Emsal Mahkeme Kararı Ankara 7. Asliye Ticaret Mahkemesi 2018/916 E. 2022/751 K. 09.12.2022 T.

Görüntülediğiniz mahkeme kararı henüz kesinleşmemiştir. Yararlı olması amacıyla eklenmiştir.

T.C. ANKARA 7. ASLİYE TİCARET MAHKEMESİ
T.C.
ANKARA 7. ASLİYE TİCARET MAHKEMESİ

TÜRK MİLLETİ ADINA YARGILAMA YAPMAYA VE HÜKÜM VERMEYE YETKİLİ
ANKARA 7. ASLİYE TİCARET MAHKEMESİ KARARIDIR

ESAS NO : 2018/916 Esas
KARAR NO : 2022/751
DAVA : Alacak (Eser Sözleşmesinden Kaynaklanan)

• _Sağlanan Veriler_:

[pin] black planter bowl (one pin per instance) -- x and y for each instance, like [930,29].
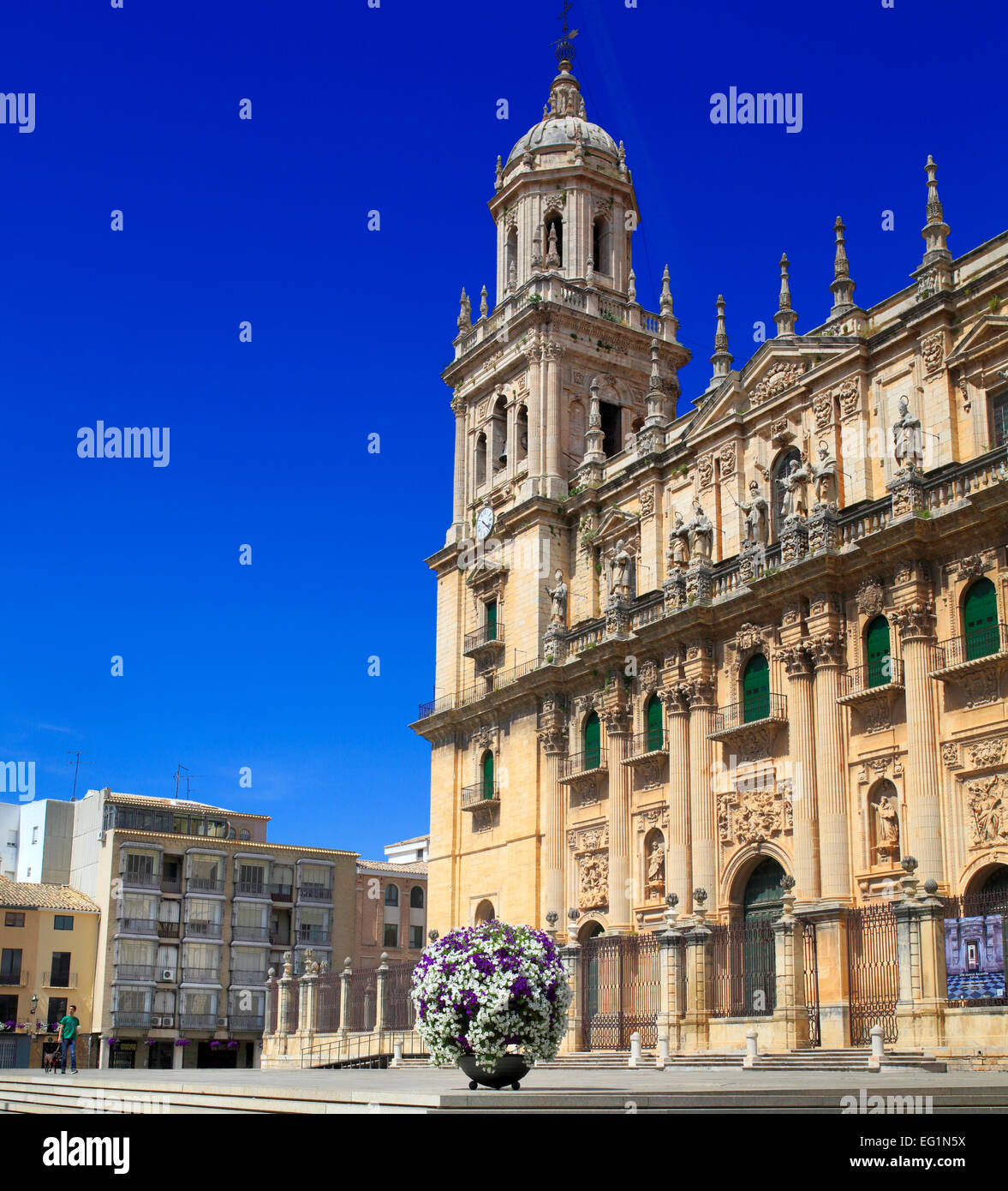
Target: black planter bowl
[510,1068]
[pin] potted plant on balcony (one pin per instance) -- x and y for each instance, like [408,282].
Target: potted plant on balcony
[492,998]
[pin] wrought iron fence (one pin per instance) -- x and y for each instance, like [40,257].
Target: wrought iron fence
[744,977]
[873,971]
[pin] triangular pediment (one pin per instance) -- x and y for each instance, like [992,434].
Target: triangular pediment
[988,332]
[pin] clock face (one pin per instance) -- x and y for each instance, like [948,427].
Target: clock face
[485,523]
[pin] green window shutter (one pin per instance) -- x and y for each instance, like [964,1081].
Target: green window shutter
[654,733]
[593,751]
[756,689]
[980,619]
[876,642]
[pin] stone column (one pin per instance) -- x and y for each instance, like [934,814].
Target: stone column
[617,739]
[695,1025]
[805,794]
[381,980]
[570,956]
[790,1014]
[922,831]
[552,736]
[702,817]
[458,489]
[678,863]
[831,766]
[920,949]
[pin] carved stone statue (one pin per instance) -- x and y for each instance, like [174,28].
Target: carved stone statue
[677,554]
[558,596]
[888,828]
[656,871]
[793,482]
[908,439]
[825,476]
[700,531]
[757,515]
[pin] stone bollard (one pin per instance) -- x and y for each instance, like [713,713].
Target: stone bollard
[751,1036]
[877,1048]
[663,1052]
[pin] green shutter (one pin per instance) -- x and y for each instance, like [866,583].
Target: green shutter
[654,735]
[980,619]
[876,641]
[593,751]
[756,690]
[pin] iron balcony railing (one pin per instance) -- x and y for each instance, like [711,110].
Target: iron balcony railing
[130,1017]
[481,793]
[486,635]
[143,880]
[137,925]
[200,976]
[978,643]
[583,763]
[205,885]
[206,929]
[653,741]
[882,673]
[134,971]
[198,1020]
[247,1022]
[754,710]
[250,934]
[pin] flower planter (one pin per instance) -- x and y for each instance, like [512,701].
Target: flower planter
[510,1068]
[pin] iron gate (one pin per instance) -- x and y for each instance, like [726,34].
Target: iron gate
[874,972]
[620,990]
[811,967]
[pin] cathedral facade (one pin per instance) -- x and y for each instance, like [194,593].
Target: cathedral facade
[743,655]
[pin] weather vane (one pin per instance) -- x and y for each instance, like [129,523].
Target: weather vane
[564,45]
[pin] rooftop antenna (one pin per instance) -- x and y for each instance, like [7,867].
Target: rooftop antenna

--

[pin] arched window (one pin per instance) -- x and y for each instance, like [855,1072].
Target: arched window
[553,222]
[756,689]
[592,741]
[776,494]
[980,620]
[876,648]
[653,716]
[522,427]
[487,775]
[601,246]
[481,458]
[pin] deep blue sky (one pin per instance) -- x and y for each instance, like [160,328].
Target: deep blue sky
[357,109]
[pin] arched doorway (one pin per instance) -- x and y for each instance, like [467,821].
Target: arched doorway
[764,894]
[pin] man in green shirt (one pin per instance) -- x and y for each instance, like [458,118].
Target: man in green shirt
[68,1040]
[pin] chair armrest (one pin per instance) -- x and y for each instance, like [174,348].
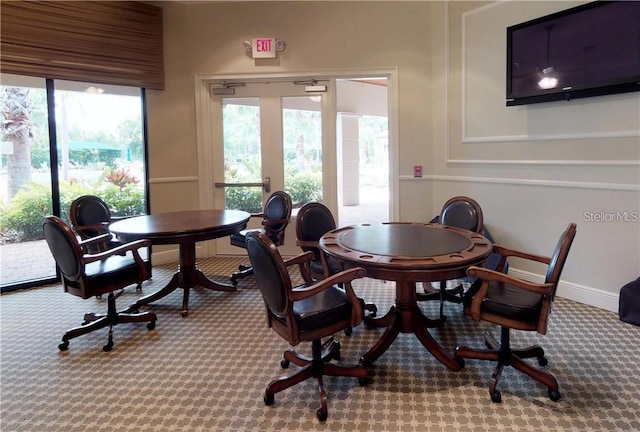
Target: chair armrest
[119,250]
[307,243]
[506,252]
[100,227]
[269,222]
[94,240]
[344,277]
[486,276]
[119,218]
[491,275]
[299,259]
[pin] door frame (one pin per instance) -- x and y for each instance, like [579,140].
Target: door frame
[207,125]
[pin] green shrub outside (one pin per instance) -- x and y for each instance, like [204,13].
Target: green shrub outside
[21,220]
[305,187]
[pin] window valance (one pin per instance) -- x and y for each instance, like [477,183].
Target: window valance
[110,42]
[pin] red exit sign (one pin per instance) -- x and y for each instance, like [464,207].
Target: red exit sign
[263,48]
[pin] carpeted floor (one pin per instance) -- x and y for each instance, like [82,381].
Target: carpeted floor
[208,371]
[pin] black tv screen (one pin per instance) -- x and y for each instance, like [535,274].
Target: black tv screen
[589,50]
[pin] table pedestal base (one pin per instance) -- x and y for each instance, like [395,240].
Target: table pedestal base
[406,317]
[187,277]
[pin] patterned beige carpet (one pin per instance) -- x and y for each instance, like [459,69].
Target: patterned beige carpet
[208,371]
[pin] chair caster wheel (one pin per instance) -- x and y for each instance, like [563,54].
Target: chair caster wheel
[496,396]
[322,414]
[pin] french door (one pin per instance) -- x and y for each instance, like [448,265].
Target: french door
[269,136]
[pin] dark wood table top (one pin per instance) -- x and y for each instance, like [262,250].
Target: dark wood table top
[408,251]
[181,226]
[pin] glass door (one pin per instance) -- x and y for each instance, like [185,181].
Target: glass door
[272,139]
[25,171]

• _Yönergeler_:
A: Mahkeme kararı metninde davanın konusu nedir?
B: Kayıtlarda "[pin] cathedral facade" ifadesini içeren satırla başlayıp "Target: rooftop antenna" ifadesini içeren satırla biten satırları, iki uç da dahil olmak üzere ve boş satırları atlayarak, Sıra ve Satır sütunlarından oluşan bir Markdown tablosuna dönüştürün.

• _Görevlere Göre Yanıtlar_:
A: Eser sözleşmesinden kaynaklanan alacak.

B:
| Sıra | Satır |
|---|---|
| 1 | [pin] cathedral facade (one pin per instance) -- x and y for each instance, like [194,593]. |
| 2 | Target: cathedral facade |
| 3 | [743,655] |
| 4 | [pin] weather vane (one pin per instance) -- x and y for each instance, like [129,523]. |
| 5 | Target: weather vane |
| 6 | [564,45] |
| 7 | [pin] rooftop antenna (one pin per instance) -- x and y for each instance, like [7,867]. |
| 8 | Target: rooftop antenna |